▸ **DATA PROVIDED**
--- Start ---
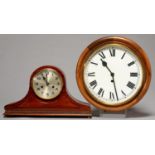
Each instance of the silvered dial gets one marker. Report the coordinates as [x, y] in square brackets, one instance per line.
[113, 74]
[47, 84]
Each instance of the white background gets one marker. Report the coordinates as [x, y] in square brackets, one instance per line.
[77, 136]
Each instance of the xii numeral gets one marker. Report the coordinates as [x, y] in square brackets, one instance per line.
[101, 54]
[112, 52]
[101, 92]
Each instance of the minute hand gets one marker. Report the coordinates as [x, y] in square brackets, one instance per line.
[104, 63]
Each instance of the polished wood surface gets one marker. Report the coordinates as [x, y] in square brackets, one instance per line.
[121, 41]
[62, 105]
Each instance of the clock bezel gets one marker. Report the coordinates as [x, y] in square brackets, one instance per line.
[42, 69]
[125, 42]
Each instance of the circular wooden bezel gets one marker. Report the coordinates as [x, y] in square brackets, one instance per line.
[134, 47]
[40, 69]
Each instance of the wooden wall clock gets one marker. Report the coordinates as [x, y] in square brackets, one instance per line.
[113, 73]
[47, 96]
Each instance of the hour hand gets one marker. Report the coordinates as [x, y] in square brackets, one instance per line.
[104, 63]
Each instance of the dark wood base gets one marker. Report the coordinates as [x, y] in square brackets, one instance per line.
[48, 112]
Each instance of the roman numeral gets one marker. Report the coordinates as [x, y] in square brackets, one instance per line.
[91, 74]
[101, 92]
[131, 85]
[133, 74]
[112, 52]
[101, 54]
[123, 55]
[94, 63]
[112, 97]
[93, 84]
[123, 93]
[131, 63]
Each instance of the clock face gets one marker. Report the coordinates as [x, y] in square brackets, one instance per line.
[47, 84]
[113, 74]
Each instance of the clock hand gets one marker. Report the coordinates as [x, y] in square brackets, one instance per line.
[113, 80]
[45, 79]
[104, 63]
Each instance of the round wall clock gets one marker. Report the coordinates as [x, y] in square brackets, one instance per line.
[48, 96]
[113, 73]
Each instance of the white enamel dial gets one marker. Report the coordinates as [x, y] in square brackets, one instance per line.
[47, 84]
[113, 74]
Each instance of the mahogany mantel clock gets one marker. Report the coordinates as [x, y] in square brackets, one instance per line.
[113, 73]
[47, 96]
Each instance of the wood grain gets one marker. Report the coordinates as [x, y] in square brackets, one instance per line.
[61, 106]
--- End ---
--- Start ---
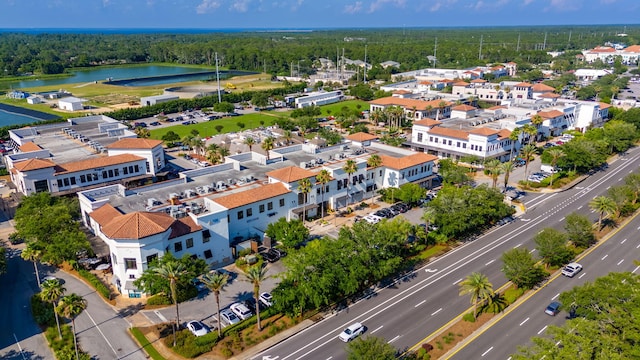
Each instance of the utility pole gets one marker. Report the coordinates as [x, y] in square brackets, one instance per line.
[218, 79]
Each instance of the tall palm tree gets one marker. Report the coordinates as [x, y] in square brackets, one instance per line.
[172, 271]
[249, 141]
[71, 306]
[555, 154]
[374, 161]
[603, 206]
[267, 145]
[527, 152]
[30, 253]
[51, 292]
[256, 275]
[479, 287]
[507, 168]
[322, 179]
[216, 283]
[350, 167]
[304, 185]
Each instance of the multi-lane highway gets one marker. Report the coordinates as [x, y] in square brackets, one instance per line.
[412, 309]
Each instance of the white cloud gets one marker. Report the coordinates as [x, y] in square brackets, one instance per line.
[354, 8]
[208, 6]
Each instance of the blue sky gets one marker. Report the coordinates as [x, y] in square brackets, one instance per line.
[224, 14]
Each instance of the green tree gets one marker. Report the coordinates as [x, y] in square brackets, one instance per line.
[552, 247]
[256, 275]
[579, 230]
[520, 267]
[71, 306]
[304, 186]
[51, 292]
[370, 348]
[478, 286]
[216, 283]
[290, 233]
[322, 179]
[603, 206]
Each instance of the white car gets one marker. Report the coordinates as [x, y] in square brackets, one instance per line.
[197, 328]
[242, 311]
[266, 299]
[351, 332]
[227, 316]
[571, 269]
--- End ---
--- Start ---
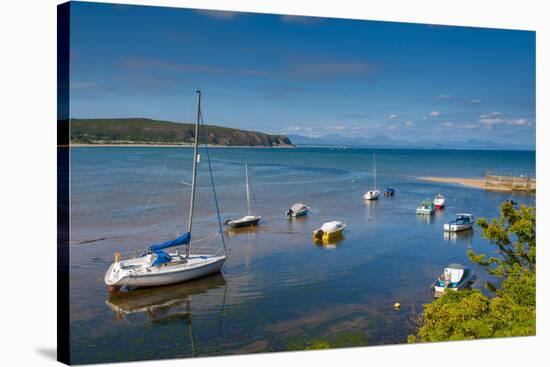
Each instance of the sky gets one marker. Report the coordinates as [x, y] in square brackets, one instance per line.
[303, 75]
--- End ---
▸ **DO THIS**
Return every line of the rows above that contains the string "dial", matching case exactly.

▸ **WRITTEN REPLY**
Each instance of the silvered dial gets one marker. Report the coordinates as [x, y] in square brackets, one instance per line.
Each instance of the white enamel dial gets one marker. Report the coordinates as [x, y] in square brackets, one instance per line.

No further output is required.